• **Task 1**:
Duplicate the passage of the CSS image-stretching thread below, from "The problem is" to "fill the remainer.".

• **Extract**:
# # # # #

# Stretch image using CSS



## DrP (Jul 23, 2005)

Probably a daft Q but I've forgotten how to do it.
I have two images in my header. The first has the detail. The second is the same colour background as the first and sits to the right of it. I want to stretch the second image across the remaining width of the window. I can do it using tables but I'm trying to build the whole site using CSS.
Any ideas?
I've tried setting the second image width="100%" but that forces it below the first image so as to occupy 100% of the screen width.
Please help!


----------



## OldRS (Nov 14, 2005)

Have you tried to set the width of the second image to 100-[width of first image]?  For example:
1st image: width="40%"
2nd image: width="60%"


----------



## DrP (Jul 23, 2005)

The problem is the first image needs to be a fixed size because it is a gif containing text. If it isn't fixed then it'll look awful. I thought if I told the second image to be 100% then it would just fill the remainer.
That help?


----------



## OldRS (Nov 14, 2005)

As far as I know, I do not believe there is any way to mix fixed width with a % width. It has to be all one or all the other. I Will do some checking, but I am not hopeful. There may be a trick or two that may help you out, but may not give you exactly what you are hoping for. If I find anything I will let you know. Sorry.


----------



## ptvGuy (Apr 20, 2004)

# # # # #

• **Task material**:
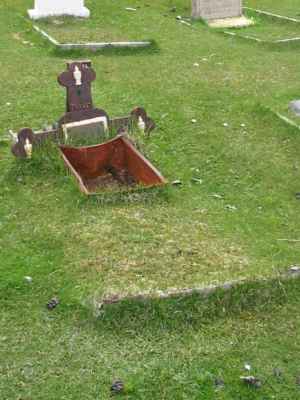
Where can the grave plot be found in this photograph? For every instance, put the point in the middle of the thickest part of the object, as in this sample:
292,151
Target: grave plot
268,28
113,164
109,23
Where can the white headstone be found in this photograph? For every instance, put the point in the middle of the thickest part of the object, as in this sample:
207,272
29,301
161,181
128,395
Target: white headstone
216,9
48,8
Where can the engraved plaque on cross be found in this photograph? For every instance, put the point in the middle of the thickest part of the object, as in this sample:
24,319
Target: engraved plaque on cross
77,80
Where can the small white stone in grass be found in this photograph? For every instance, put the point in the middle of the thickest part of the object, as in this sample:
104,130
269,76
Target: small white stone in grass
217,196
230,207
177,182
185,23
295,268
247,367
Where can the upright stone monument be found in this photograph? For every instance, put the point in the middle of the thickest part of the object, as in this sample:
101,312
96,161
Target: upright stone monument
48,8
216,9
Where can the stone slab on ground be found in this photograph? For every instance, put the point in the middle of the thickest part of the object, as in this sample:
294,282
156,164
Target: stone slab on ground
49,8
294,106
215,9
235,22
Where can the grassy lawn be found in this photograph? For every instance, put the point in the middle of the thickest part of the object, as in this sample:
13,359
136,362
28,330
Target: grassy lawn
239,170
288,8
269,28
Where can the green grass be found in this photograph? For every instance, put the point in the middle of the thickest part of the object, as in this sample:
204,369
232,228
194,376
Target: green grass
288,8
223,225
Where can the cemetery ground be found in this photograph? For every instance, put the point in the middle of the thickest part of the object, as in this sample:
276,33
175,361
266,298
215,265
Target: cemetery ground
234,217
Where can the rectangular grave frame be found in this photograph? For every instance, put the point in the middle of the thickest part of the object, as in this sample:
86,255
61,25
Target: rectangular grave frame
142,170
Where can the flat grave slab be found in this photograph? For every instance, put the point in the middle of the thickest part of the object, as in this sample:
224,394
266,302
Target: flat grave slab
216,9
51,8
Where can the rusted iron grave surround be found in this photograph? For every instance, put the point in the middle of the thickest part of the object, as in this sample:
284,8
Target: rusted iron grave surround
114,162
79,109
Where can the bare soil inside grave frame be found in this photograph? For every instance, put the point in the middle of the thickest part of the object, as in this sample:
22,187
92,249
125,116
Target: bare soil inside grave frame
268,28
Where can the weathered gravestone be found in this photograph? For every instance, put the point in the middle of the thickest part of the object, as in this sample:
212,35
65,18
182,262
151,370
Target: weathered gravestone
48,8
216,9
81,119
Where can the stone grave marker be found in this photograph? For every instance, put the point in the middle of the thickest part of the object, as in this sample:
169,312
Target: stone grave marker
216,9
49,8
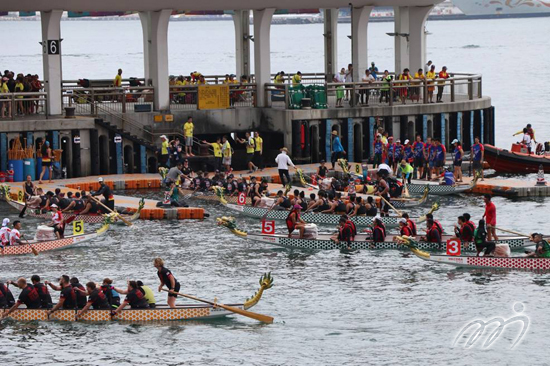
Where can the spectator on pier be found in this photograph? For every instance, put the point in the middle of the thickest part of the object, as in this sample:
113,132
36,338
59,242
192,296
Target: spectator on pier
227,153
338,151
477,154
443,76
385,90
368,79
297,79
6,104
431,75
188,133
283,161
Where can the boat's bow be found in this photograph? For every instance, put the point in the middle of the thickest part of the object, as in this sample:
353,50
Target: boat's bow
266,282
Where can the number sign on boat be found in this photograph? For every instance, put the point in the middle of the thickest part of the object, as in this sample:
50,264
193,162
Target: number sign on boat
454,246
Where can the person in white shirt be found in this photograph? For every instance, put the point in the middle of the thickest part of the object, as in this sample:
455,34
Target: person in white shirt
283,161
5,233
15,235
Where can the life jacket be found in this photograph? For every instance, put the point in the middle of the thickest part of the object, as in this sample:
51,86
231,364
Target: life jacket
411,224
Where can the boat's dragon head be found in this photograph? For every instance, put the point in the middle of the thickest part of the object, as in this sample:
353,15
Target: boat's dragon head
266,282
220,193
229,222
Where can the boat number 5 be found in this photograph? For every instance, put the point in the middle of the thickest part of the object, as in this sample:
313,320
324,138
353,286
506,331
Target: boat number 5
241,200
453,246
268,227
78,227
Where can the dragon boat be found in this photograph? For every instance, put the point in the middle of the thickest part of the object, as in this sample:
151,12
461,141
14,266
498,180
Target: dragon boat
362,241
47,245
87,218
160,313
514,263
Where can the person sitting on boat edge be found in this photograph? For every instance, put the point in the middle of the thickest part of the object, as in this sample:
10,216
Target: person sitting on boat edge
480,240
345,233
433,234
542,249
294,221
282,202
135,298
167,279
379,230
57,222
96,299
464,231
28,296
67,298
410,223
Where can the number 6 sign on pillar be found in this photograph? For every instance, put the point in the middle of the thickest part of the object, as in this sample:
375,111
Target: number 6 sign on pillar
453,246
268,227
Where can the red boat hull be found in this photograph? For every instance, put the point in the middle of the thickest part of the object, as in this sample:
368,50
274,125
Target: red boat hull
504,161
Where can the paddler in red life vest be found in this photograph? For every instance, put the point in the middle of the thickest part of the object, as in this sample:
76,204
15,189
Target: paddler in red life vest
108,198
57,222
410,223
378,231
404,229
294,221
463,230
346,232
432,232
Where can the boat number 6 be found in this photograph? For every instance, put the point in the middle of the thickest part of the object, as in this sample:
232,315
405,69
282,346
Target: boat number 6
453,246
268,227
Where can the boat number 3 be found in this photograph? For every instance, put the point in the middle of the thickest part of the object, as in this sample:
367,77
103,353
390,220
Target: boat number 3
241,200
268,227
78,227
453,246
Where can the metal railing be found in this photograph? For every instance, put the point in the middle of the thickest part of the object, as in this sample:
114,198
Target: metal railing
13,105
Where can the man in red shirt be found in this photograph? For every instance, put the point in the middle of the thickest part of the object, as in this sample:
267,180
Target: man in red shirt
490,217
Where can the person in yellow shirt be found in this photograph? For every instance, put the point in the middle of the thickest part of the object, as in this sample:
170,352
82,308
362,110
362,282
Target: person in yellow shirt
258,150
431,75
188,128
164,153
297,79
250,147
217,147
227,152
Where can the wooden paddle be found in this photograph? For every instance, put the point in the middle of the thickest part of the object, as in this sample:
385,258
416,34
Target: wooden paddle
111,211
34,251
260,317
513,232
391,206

# # # # #

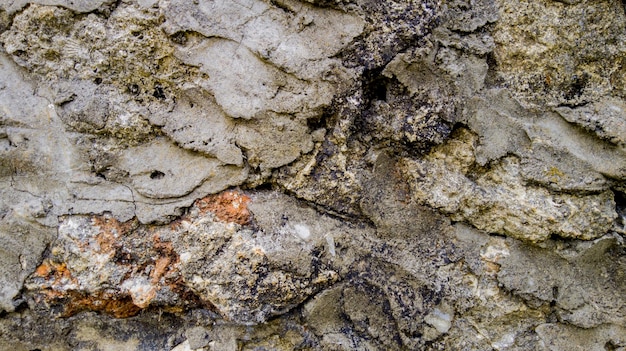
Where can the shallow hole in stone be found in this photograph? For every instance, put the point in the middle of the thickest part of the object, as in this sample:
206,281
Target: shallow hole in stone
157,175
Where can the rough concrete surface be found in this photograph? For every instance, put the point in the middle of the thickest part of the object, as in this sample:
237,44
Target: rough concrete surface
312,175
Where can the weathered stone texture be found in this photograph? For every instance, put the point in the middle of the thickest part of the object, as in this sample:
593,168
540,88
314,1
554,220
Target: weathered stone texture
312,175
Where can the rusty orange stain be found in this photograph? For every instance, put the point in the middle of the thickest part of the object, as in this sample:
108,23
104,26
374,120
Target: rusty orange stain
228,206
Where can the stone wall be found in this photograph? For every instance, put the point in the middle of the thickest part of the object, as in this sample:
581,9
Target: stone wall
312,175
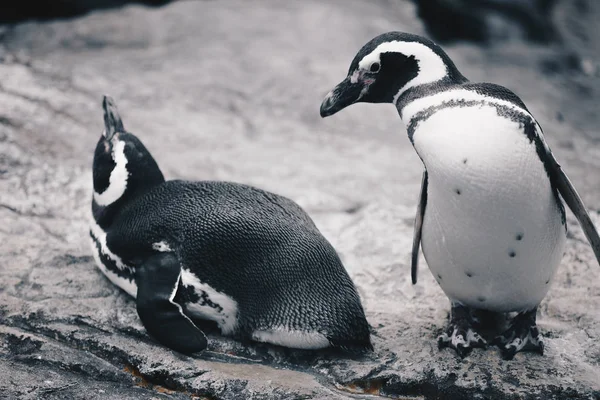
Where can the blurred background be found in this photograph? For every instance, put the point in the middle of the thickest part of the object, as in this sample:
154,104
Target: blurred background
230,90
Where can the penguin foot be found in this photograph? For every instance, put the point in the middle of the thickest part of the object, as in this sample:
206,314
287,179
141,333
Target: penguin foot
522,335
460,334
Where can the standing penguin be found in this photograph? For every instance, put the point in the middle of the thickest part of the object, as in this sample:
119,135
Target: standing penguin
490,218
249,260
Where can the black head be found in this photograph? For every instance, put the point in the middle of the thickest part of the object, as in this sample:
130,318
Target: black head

# # # # #

• **Task 2**:
Pull out every line of the records above that contains the word "gravestone".

• **Full output 1**:
The problem is the first image needs to be a fixed size because it is a gif containing text. If it isn't fixed then it'll look awful. I thought if I told the second image to be 100% then it would just fill the remainer.

• **Full output 2**:
Where can the weathered gravestone be found in this photograph? For every instance, put the point in the middle of the thickest part of the object, as in this sample:
Target: weathered gravestone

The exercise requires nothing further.